## Vorgegebener Text
■ ■ ■ ■ ■ ■ ■
Die Erstausstattung der Bahn bestand aus zwei neuen Mallet-Lokomotiven der Gattung Tssd, acht zweiachsigen Personenwagen und zwei Gepäckwagen. Neben einigen offenen und geschlossenen Güterwagen gab es noch Spezialwagen für den Transport von Langholz. Der Übergang von Normalspurwagen mittels Rollschemeln war von Anfang an möglich, allerdings waren nur 3 Rollschemelpaare vorhanden. Aufgeschemelte Wagen wurden nur zwischen Warthausen und Ochsenhausen befördert. Anfangs verkehrten in jeder Richtung zwei Personenzüge, ergänzt um ein gemischtes Zugpaar zur Abwicklung des Güterverkehrs.
Entwicklung bis 1920
In den ersten Jahren wurden trotz der im Vergleich zu Normalspurbahnen hohen Betriebskosten positive Betriebsergebnisse erzielt. Pläne zu einer Verlängerung nach Tannheim und Memmingen und weitere Projekte wie eine Verbindung nach Wurzach oder via Schwendi nach Laupheim wurden nicht bzw. nur teilweise in Normalspur ausgeführt. Mit der Verlängerung der Bahn bis Biberach gelangte eine dritte Tssd nach Ochsenhausen. 1906 wurde die Südbahn zweigleisig ausgebaut. Im Zuge dieser Arbeiten wurde die niveaugleiche Kreuzung in den Bahnhof Warthausen verlegt und das heute noch bestehende Empfangsgebäude sowie eine Personenunterführung für den Übergang zwischen Normal- und Schmalspurzügen. Zu Beginn des I. Weltkrieges waren vier Lokomotiven in Ochsenhausen stationiert.
■ ■ ■ ■ ■ ■ ■
## Erfasste Daten
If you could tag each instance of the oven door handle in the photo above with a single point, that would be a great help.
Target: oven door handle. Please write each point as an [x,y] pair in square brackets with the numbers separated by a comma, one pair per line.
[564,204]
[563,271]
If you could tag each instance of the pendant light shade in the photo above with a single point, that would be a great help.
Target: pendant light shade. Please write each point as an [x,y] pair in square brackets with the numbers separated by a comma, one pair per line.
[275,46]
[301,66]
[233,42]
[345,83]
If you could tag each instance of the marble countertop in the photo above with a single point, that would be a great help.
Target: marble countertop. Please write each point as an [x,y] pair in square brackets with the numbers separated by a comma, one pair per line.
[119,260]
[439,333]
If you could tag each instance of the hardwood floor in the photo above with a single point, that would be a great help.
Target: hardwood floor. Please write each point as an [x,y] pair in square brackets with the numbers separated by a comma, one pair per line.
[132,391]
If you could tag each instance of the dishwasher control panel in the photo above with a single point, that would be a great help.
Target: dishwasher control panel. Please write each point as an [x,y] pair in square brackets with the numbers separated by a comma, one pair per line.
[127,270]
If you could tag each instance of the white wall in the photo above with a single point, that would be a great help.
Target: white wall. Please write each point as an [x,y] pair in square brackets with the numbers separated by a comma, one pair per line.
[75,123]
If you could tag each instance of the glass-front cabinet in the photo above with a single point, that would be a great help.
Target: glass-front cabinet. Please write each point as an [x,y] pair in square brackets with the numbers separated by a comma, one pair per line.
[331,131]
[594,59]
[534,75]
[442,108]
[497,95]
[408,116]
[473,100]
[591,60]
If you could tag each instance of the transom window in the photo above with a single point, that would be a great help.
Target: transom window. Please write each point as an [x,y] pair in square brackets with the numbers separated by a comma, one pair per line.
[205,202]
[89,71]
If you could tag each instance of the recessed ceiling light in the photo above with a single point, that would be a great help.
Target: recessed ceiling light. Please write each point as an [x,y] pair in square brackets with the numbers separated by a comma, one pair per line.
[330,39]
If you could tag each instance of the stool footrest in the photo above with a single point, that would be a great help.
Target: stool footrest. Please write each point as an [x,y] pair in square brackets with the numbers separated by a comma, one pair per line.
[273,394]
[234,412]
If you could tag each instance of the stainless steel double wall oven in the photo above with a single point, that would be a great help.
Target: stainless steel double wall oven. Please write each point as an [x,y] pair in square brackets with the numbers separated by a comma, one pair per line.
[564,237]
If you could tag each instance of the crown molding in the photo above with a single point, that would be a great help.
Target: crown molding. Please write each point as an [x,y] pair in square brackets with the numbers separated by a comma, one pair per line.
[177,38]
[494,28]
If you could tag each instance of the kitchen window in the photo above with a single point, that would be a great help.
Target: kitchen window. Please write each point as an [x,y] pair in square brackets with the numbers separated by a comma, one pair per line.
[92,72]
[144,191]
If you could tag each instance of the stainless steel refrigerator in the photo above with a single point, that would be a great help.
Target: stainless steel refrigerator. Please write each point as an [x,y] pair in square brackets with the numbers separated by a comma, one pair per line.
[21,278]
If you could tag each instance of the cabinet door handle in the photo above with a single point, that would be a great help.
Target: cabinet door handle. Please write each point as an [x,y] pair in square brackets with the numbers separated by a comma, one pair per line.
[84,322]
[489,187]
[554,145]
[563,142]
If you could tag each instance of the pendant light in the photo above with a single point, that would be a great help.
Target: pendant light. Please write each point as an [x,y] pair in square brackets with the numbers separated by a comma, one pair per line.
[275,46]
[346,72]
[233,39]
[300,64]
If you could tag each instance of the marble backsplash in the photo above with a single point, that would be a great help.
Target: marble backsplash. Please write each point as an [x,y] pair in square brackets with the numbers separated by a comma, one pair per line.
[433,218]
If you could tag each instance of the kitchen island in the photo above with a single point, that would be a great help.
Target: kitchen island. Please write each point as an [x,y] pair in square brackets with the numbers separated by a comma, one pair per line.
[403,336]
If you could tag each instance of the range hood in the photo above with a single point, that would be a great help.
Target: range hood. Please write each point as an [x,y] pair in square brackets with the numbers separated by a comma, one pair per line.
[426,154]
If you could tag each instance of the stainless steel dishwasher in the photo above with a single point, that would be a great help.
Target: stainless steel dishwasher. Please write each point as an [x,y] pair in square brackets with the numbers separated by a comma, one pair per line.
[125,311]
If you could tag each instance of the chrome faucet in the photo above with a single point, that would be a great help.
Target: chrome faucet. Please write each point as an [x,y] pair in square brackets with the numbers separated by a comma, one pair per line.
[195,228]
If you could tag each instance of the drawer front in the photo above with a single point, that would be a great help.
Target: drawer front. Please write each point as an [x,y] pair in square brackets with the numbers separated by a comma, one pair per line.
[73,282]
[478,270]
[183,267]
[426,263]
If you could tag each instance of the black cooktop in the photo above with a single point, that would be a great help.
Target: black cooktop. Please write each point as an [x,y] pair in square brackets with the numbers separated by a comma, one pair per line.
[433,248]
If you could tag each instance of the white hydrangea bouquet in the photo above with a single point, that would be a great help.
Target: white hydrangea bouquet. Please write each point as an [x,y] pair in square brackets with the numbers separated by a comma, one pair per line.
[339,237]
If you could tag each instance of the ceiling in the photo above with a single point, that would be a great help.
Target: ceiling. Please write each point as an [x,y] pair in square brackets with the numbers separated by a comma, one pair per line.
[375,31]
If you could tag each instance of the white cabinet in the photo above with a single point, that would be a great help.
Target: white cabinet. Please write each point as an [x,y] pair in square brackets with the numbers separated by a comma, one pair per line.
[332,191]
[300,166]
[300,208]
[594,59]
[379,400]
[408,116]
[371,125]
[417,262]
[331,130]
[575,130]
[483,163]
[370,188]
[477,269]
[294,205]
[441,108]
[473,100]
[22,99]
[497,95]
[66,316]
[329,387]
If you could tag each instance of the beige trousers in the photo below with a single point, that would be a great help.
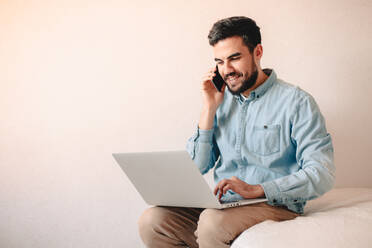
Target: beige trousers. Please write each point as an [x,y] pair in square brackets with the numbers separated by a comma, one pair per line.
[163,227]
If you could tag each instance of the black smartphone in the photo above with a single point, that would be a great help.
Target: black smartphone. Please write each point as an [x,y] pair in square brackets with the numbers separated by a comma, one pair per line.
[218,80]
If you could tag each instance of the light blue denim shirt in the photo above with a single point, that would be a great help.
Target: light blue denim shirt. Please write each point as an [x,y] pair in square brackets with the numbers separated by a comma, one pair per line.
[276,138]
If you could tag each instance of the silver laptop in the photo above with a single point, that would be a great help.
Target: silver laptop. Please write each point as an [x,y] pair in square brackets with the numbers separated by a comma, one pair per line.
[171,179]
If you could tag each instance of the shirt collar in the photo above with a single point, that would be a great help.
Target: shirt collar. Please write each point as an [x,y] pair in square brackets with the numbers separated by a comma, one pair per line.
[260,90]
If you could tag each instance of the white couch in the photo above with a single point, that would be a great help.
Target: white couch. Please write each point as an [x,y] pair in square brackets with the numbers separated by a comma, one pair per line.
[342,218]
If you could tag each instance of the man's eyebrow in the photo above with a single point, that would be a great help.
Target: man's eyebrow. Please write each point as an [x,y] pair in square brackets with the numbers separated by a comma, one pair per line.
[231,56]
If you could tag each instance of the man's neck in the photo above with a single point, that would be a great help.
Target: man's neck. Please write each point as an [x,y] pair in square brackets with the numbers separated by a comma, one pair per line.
■ ■ ■ ■ ■ ■ ■
## Aufgaben
a. Zähle, in wie vielen Zeilen die Zeichenfolge „pendant“ vorkommt, und nenne nur diese Zahl.
b. Schreib die Fortsetzung des Textes über die Schmalspurbahn zwischen Warthausen und Ochsenhausen, anschließend an seinen letzten Satz.

## Lösungen je Aufgabe
a. 4

b.
Entwicklung bis 1948
1920 ging das Öchsle zusammen mit den anderen Strecken der K.W.St.E an die Deutsche Reichsbahn über. Um die Überlastung des Bahnhofs Ochsenhausen zu lindern, ging im gleichen Jahr der Güterbahnhof Ochsenhausen mit normal- und schmalspurigen Ladegleisen und zwei Rollschemelgruben in Betrieb. 1924 wurde der Haltepunkt Goppertshofen geschlossen. Die Reichsbahn ersetzte und verstärkte in den 20er Jahren des 20. Jahrhunderts den kompletten Oberbau, ab 1928 übernahmen Lokomotiven der Baureihe VI K die Hauptlast des Verkehrs. Die in Biberach und Ochsenhausen vorhandenen Drehscheiben wurden wenig später entfernt.
Im Laufe der Jahre wurde der Güterverkehr zunehmend mit Rollschemeln abgewickelt, so dass die schmalspurigen Güterwagen zunehmend entbehrlich wurden. 1940 wurde ein Großteil des Bestandes buchmäßig nach Zell am See, tatsächlich wohl direkt an die im Bau befindlichen Wirtschaftsbahnen in der Ukraine abgegeben. Die verbliebenen geschlossenen Güterwagen waren vorwiegend im Stückgutverkehr eingesetzt, die offenen standen für dienstliche Zwecke zur Verfügung.
Am Morgen des 6. Januar 1944 stieß ein Hauptbahnzug nach Überfahren eines haltzeigendes Signals auf der niveaugleichen Kreuzung im Bahnhof Warthausen mit einem Schmalspurzug des Öchsle zusammen. Die Lokomotive des Zuges P 1521 Friedrichshafen – Ulm der Baureihe 18.1 (württembergische C) bohrte sich in die Wagen des GmP 303 Ochsenhausen – Biberach. Bei diesem Unglück gab es zwölf Tote und eine große Anzahl von Verletzten.
In den letzten Kriegstagen wurde der Bahnhof Ochsenhausen bombardiert und beschädigt, ansonsten überstand die Bahn den 2. Weltkrieg ohne größere Schäden.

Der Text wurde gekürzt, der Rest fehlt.